Tuesday, March 31, 2009

Our March Show Continues through April

We decorated our new poster (at Left) with an old display ad we found in the November 1912 Sherwood News-Sheet. We only had to change the quaintly out-of-fashion wording a little for our Museum show. The original wording is as follows:

Cut the High Cost of Living

We have cut the cost of high living--as far as good clothes are concerned. You can secure here the very finest of made-to-measure suits or overcoats at 5 to 20 per cent less than you can possibly get through any other channel. Proof? Call and look over the International Fall display of styles and fabrics and compare the prices for yourself. By way of interest see the values we offer at 15, 20 and 25 dollars--elsewhere they'd cost--well judge for yourself.

McConnell & Hall General Merchandise

Historical Society President Polly adds: "On Tuesday, April 14 at 1:45 a.m. we are hosting a program by Susan Hall, collector, historian, seamstress, and milliner, who will share her 40 year love affair with vintage clothing. Her show will highlight accessories such as handbags, gloves, and parasols. The program will be in our upstairs classroom in the Museum. Bring your friends. It's free."


Anonymous said...

Cute Poster!!

Clyde List said...

Thank you! Now click on the "McConnell & Hall General Store" words and see how lovely the actual store was!

Lilly Morgen said...

Our next next show is next next Sat at the museum: "Picturing America:" from the National Endowment for the Humanities in Wash. D.C. Each picture features the best of history's fine art. With it for this show is a description of how that picture fits in to the Sherwood experience.
Picturing America Feb. 7 1:00-4:00 with a lecture at 2:30.

Clyde said...

Ooops. Sorry. The blogmeister will have to change that.

• PROBLEMS:
1 – According to the museum blog post, where was the old display ad on the new poster originally published?
2 – Transcribe the museum blog post between "Thank you! Now" and "Clyde said...", inclusive.
The listing that follows has no connection to the museum blog post.

• Saved entries:
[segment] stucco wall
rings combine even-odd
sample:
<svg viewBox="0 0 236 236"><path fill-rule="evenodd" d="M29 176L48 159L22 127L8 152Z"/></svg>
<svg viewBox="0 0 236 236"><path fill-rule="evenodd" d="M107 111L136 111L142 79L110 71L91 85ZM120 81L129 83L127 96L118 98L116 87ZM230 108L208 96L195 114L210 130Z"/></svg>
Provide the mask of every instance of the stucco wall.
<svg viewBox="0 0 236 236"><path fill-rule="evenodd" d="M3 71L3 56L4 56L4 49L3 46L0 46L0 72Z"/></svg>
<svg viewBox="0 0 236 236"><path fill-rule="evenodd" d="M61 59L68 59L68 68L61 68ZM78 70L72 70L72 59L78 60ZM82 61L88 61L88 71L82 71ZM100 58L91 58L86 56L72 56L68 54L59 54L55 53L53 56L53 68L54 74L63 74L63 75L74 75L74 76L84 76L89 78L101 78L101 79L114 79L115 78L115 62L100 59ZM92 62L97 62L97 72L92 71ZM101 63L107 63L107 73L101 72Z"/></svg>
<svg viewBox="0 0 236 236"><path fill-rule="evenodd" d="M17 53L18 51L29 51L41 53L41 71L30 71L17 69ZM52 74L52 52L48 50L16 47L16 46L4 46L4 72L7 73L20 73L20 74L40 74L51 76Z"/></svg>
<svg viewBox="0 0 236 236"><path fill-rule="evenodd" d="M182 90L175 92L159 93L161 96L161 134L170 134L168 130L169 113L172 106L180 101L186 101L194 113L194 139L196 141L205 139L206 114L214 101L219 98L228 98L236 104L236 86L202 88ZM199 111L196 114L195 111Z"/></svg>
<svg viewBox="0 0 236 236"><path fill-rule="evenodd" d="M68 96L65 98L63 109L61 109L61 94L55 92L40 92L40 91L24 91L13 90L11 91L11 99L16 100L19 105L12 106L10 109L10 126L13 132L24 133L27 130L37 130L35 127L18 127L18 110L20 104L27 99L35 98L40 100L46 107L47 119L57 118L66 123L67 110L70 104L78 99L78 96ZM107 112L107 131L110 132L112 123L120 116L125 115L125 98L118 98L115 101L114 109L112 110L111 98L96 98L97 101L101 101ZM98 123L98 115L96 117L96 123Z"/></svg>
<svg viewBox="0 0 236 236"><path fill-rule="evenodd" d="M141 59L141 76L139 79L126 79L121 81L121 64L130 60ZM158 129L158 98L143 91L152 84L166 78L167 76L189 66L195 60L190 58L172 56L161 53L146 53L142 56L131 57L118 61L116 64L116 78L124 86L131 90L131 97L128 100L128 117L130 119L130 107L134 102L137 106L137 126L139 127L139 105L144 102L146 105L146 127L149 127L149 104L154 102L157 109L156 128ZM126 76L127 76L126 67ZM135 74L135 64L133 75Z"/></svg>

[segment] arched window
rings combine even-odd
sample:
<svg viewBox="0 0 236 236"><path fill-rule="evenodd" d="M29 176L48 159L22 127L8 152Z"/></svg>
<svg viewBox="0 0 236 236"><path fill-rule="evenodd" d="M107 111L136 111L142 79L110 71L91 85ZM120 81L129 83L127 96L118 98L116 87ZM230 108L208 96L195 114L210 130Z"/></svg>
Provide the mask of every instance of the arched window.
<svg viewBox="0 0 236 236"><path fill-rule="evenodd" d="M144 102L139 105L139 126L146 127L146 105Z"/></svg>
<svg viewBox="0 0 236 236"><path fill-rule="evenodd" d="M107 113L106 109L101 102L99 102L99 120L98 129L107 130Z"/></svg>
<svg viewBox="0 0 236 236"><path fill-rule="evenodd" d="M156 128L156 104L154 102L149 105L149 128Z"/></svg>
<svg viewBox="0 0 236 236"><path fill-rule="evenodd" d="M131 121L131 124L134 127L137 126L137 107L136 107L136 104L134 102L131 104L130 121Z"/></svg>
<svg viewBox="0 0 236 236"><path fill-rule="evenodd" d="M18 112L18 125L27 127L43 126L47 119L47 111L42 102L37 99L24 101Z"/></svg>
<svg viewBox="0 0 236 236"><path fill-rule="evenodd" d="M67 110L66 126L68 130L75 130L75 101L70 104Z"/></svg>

• FULL ANSWERS:
1 – In the November 1912 Sherwood News-Sheet.

2 –
Thank you! Now click on the "McConnell & Hall General Store" words and see how lovely the actual store was!

Lilly Morgen said...

Our next next show is next next Sat at the museum: "Picturing America:" from the National Endowment for the Humanities in Wash. D.C. Each picture features the best of history's fine art. With it for this show is a description of how that picture fits in to the Sherwood experience.
Picturing America Feb. 7 1:00-4:00 with a lecture at 2:30.

Clyde said...